### REQUIREMENT
Please pull out and copy every line of the material below that contains the word "window". Case counts, so match uppercase and lowercase letters precisely.

### RECORD EXCERPTS
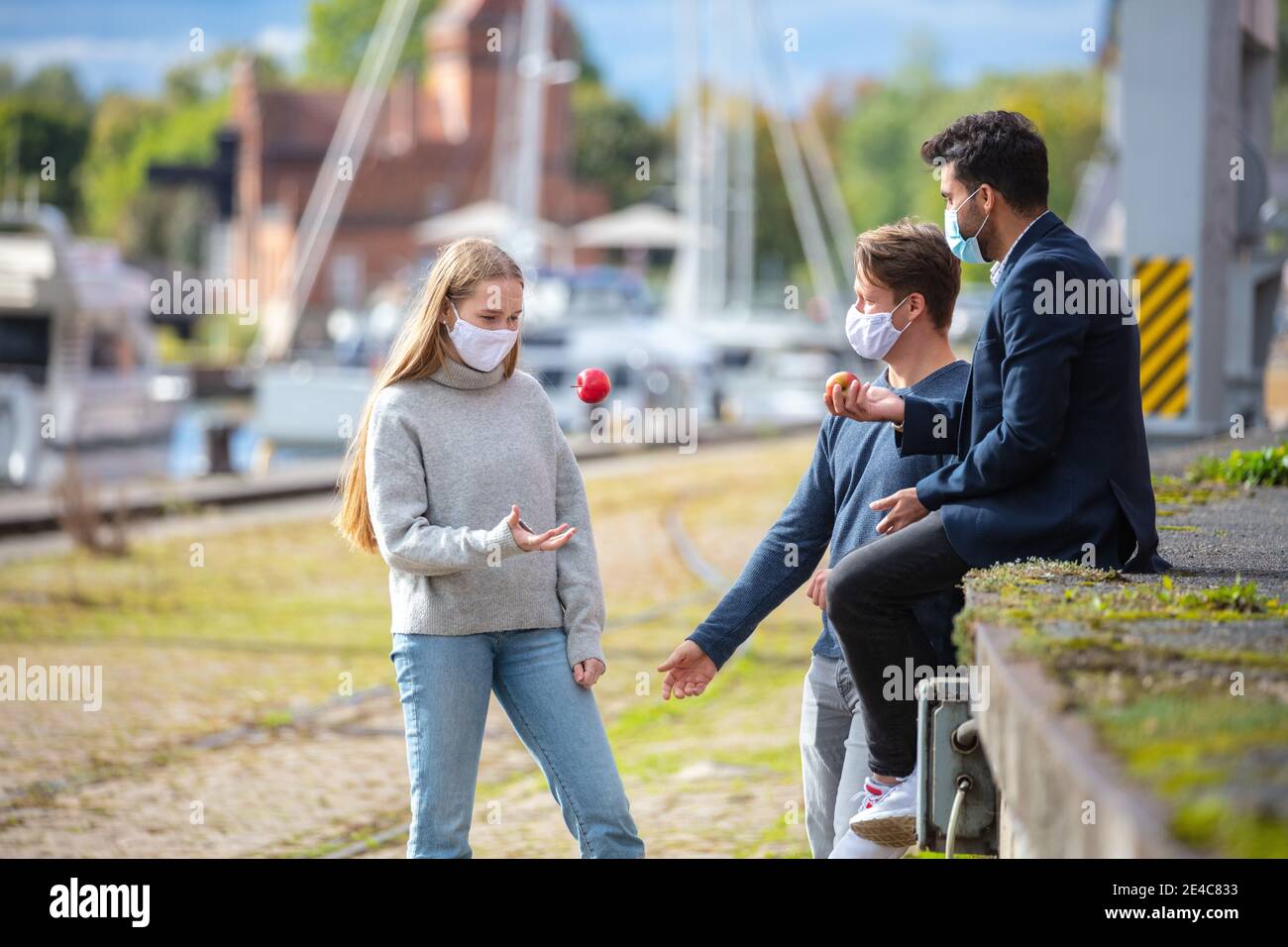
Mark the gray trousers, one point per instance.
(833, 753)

...

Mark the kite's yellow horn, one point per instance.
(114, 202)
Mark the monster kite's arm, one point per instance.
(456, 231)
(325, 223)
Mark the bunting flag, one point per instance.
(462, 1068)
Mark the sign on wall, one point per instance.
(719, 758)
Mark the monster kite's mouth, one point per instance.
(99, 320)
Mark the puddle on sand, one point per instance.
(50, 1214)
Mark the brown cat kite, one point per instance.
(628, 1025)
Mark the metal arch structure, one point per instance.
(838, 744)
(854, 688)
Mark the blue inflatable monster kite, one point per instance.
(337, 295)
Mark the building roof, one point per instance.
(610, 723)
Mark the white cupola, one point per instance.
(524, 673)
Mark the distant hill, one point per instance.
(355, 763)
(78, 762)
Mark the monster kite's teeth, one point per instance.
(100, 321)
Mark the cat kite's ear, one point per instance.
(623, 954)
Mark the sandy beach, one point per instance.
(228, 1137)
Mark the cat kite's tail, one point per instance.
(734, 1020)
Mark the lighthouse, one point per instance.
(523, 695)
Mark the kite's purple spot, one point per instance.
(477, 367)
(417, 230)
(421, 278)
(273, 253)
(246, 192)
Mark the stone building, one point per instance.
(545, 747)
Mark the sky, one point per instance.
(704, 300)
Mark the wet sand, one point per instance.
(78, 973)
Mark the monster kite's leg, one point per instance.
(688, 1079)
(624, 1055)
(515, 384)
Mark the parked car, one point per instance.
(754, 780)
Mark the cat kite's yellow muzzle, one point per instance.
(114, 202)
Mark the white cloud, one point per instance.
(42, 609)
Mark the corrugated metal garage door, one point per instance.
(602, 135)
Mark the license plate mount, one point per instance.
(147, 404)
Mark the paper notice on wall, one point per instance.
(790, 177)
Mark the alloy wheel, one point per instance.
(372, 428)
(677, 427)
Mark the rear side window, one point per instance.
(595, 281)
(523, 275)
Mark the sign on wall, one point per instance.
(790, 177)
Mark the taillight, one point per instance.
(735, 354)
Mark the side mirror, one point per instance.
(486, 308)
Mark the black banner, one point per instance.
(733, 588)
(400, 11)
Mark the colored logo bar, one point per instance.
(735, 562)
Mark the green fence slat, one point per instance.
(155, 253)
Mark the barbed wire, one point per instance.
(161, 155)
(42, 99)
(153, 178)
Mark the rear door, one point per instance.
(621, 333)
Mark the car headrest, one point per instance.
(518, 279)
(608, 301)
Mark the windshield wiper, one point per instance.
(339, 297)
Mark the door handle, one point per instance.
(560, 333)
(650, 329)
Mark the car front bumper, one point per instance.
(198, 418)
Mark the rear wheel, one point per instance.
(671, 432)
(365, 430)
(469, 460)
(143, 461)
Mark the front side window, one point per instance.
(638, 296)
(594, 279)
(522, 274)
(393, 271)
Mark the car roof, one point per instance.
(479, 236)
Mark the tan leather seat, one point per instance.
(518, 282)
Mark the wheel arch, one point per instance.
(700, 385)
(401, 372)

### SOLUTION TO THE EXERCISE
Mark the rear side window, one point per instance.
Mark the front side window, one point per instance.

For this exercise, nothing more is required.